Questions to answer:
1. Can you rewrite the paragraph of the advice reply below that begins "Is she fearful that she cannot" as a short list, keeping its main points?
2. Would you write out the advice reply word for word, from "She said she" up to and including "later. Something like..."?

Document section:
I am glad you talked and are finally having the hard conversations. But I think you could keep going.
She said she needs to be involved if I want to do anything with a guy
What does that solve for her?
That is not a NEED to me. That is a want.
"I want to be involved if you do anything with a guy. That solves my need to ______?"
Using need inventory
kinds of words.... what would she fill the blank with?
Because the guy? Doesn't he have the right to choose what he will and will not participate in? Yup.
Don't YOU have the right to choose what you will and will not particpate in? Yup.
Just like she has the right to choose what she will and will not participate in.
If this is poking you now? And you do not wish to grant this request? You could respectfully decline. Right NOW, not later. Something like...
"No, thank you. I will not participate in group sex with you. What need does this solve? If you could explain, perhaps I could meet your need in a different way."
It's just like well how long do I be respectfully patient?
Only you know your personal limit of tolerance. I know you have a BF in the picture already but maybe this article
helps? Or talking about poly hell?
Is she fearful that she cannot "compete?" Or worried about losing time with you if you are off spending it with others? Something else? Can she better articulate?
I feel like a jerk for wanting what I want but at the same time it feels natural and I definitely don't want to hurt anyone. Sooooo endlessly confusing
I don't see how trying to make a thing fly that will not fly is sparing anyone hurt.
Some choices in life are "win or lose" and other choices are more like "Both choices stink. So which stinks less
?" Only you can assess that in your situation. Not every dating partner is destined to go long haul. If this one has reached limit, it's at limit.
Keep talking and sort yourselves out. Including how you want to break up, if after trying again it still isn't a runner.

Data segment:
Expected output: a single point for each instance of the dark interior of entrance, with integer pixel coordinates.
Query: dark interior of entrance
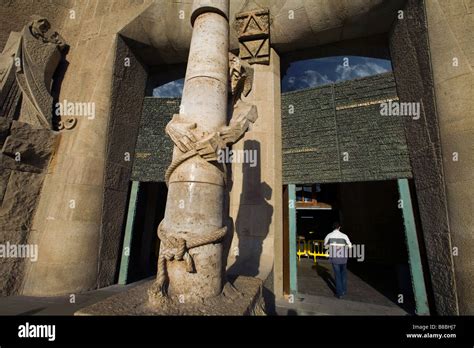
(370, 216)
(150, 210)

Task answers:
1.
- Is she afraid she cannot "compete"?
- Is she worried about losing time with you while you spend it with others?
- Is it something else?
- Can she explain it more clearly?

2.
She said she needs to be involved if I want to do anything with a guy
What does that solve for her?
That is not a NEED to me. That is a want.
"I want to be involved if you do anything with a guy. That solves my need to ______?"
Using need inventory
kinds of words.... what would she fill the blank with?
Because the guy? Doesn't he have the right to choose what he will and will not participate in? Yup.
Don't YOU have the right to choose what you will and will not particpate in? Yup.
Just like she has the right to choose what she will and will not participate in.
If this is poking you now? And you do not wish to grant this request? You could respectfully decline. Right NOW, not later. Something like...